#### [READING TEXT]
::::::

Non alliance Members
BigDoc Smointoios - Spottswoode [82:40]
Pingu Tremaios - Pinguland [84:66]
Wonderdetail -
chr15barn3s -
dinodog

__________________


----------



## SamurI

:wave:Just send a request to join


----------



## SamurI

Just sent my 200 Marble and Wood


----------



## Bigpikle

OK - I'm signed up as well 

Pikleton_DW [69:69]


----------



## Mark J

Bigpikle said:


> OK - I'm signed up as well
> 
> Pikleton_DW [69:69]


I cant see you on that island?

Are you definitely playing om ikariam dot com and not dot 'org' ?


----------



## Stan

Bigpikle said:


> OK - I'm signed up as well
> 
> Pikleton_DW [69:69]


i think your on a dfferent site or world i cant find you either,


----------



## Al-53

I am sorry I had to leave the alliance...I was to far from your islands and it took 24 hours + to get there or trade....I was trading with a close alliance and they asked me to join them since they are just a hour away from me...with only 16 members they are in the top 50....they are well organized and send supplies to build your resources up

Thank you al for having me...I enjoyed it..but again so far...I could not move there since I have well established mines..mills and vineyards....


one thing I will say...build up your wine and marble....with out wine your town will go sour on you....

::::::

#### [WORK INSTRUCTIONS]
1. Copy the Ikariam forum thread word for word, from "i think your" through "mines..mills and vineyards....", inclusive.
2. Write the next part of the Ikariam forum thread, picking up after its final post.

#### [EXCERPTED DATA]
::::::

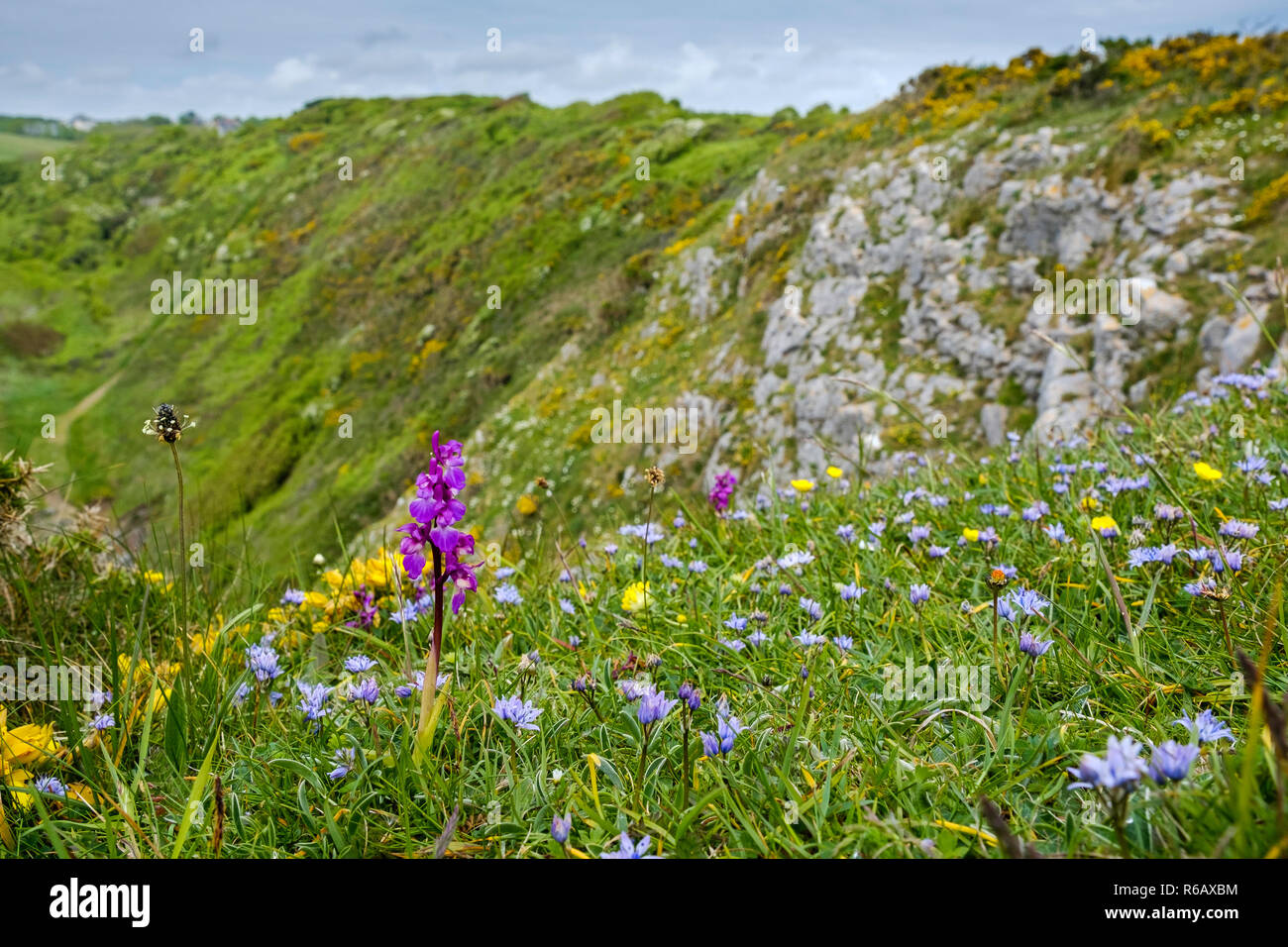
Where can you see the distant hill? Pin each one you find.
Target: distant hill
(785, 277)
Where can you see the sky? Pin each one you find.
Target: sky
(125, 58)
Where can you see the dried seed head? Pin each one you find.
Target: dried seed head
(166, 424)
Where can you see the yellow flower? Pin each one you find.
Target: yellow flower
(1104, 523)
(25, 745)
(1206, 472)
(636, 596)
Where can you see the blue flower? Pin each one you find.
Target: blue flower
(1120, 768)
(518, 711)
(359, 664)
(690, 694)
(559, 827)
(346, 755)
(366, 690)
(631, 849)
(50, 785)
(1031, 646)
(653, 707)
(262, 660)
(313, 697)
(507, 594)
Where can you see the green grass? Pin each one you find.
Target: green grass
(825, 767)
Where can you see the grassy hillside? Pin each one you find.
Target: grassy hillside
(374, 292)
(870, 663)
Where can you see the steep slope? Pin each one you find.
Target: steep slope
(818, 290)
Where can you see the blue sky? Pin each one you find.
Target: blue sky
(124, 58)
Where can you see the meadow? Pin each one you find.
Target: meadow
(764, 671)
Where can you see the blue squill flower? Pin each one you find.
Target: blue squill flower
(559, 827)
(653, 707)
(1171, 761)
(518, 711)
(631, 849)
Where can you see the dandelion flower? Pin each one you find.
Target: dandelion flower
(1207, 472)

::::::

#### [FINAL ANSWERS]
1.
i think your on a dfferent site or world i cant find you either,


----------



## Al-53

I am sorry I had to leave the alliance...I was to far from your islands and it took 24 hours + to get there or trade....I was trading with a close alliance and they asked me to join them since they are just a hour away from me...with only 16 members they are in the top 50....they are well organized and send supplies to build your resources up

Thank you al for having me...I enjoyed it..but again so far...I could not move there since I have well established mines..mills and vineyards....

2.
AL


----------



## silver bmw z3

Bigpikle said:


> OK - I'm signed up as well
> 
> Pikleton_DW [69:69]


Please tell me those co-ordinates were chosen at random and not based on the first thing that came to mind


----------



## Dopey

Shame you have to go Al but good luck m8, just don't wage a war against us!! lol


----------



## Al-53

Dopey said:


> Shame you have to go Al but good luck m8, just don't wage a war against us!! lol


yes..it was a hard thought out thing....but in reality I could not be any help since so far..and sending warships cost a fortune in the upkeep to send there...lol....AVA is not a war monger alliance...they are just seeing how far they can go in the game...most have lvl 20 and up towns...and have completed most research...I myself are on the gyro copter..lol....maybe I can fly over and have a pint with you guys....

keep in touch.....

my FAMOUS words.....FEED your mines and vines....build up your mills and then wood comes fast and then you can do 1500 wood a day to the mines and vines....and still have plenty to build...

AL


----------



## Dopey

1500 wood?

Im getting +220 per Hour

5280 a day on my island (that's just 1 island)

+246 per Hour on another (5904 a day) on another


----------



## Al-53

Dopey said:


> 1500 wood?
> 
> Im getting +220 per Hour
> 
> 5280 a day on my island (that's just 1 island)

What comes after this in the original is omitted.